● SOURCE TEXT:
════════
Tracy Steffes
Assistant Professor of Education and History:
Education and History
Phone: +1 401 863 2894
Tracy_Steffes@brown.edu
Tracy Steffes is Assistant Professor of Education and History. Her primary research and teaching interests are twentieth century U.S. history, the history of American education, and political and policy history. Her first book, School, Society, and State: A New Education to Govern Modern America, 1890-1940 examined school reform as a national project of social policy and state-building. Her new project explores the state role in structuring educational opportunities in post-WWII metropolitan Chicago.
Biography
Tracy Steffes received her BA in history and political science from Western Michigan University and her M.A. and Ph.D. in history from the University of Chicago. Before coming to Brown in 2007, she worked as a research assistant and consultant for the Newberry Library and National History Center and taught for one year at Denison University. Her first book, School, Society, and State: A New Education to Govern Modern America, 1890-1940, was published by University of Chicago Press in 2012 and supported by fellowships from the Miller Center for Public Affairs, Social Science Research Council Program on Philanthropy and the Non-Profit Sector, American Academy of Arts and Sciences, and the Spencer Foundation/National Academy of Education. She is currently working on two new projects: a book project on city and suburban schools in post-WWII Chicago and a collaboration with a philosopher on the history and philosophy of educational assessment.
Interests
My research interests fall broadly into the categories of twentieth century United States political, legal, and intellectual history, American political development, and American education history and policy. Trained as a twentieth century historian, I am particularly interested in ideas and practices of governance, questions of democracy, equity and opportunity, and in the political, social, and intellectual development of modern America. I am also increasingly interested in contemporary education policy, reform, and public discourse and how historical perspective can inform them.
My first book, School, Society, and State: A New Education to Govern Modern America, 1890-1940 (University of Chicago Press, 2012) explores the connections between public school reform and American political development in the early twentieth century. It explores how an array of reformers across the nation, working from the top down and bottom up in ways both planned and improvised, expanded the reach of public schools, broadened their aims and activities, rationalized their organization and governance, strengthened state government oversight, developed a national policy conversation, and expanded public authority and oversight over children. In the process they expanded the institutions and authority of government into the everyday lives of children and families, developed a de facto national education system despite decentralized legal control, and positioned schools as social welfare institutions that would safeguard opportunity and provide for the welfare of citizens in an era of deepening economic inequality and instability. The book thus "brings the state back in" to the history of education and brings schools back in our discussions of state power during a pivotal moment in American political development.
════════
● RAW DATA:
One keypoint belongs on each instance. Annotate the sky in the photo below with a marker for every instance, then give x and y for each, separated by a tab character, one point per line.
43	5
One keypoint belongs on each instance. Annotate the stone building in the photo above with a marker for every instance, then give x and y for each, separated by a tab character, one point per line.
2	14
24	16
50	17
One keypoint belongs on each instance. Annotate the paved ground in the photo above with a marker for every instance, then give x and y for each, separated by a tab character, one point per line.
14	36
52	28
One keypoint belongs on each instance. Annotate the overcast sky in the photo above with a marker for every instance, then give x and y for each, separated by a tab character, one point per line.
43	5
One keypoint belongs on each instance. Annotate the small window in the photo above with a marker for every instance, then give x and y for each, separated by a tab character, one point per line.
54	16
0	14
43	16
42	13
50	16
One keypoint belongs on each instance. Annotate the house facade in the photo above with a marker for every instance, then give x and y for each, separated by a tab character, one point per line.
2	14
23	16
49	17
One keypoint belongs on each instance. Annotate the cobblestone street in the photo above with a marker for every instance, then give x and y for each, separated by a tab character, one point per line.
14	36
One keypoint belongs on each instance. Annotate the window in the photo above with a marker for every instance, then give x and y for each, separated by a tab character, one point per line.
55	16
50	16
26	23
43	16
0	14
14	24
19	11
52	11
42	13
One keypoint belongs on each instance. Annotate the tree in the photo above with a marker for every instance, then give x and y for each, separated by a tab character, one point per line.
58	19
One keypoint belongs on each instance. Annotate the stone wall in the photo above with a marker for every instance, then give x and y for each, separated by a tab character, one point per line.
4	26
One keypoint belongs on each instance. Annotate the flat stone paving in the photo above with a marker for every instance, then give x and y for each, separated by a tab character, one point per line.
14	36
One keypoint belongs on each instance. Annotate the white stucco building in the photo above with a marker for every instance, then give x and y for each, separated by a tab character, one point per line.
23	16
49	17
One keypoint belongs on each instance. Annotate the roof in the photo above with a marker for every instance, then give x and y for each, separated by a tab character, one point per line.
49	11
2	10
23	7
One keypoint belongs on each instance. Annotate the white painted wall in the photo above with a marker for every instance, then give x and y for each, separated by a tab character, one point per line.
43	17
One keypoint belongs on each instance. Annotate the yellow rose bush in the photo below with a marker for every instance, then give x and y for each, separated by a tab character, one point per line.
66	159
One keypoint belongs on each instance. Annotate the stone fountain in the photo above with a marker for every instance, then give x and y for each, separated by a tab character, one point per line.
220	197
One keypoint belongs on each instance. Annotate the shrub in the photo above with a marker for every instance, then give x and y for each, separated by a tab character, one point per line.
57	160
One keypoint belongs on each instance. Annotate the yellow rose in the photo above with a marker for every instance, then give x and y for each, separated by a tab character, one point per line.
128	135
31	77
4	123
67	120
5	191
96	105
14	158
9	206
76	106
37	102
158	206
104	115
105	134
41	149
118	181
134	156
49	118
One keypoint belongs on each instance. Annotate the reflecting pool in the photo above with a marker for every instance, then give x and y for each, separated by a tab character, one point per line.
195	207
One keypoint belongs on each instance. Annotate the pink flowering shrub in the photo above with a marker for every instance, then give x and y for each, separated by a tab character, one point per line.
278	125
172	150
════════
● DIRECTIONS:
1. Using the faculty profile, answer each question briefly.
(a) From which university did Tracy Steffes receive her BA?
(b) In what year did she come to Brown?
(c) Which press published her first book?
2. Write out the part of the entries that opens with the line containing "One keypoint belongs on each instance. Annotate the pink" and runs through the last entry, switching "shrub" to "bush" and keeping everything else the same.

● WRITTEN ANSWERS:
1.
(a) Western Michigan University
(b) 2007
(c) University of Chicago Press

2.
One keypoint belongs on each instance. Annotate the pink flowering bush in the photo above with a marker for every instance, then give x and y for each, separated by a tab character, one point per line.
278	125
172	150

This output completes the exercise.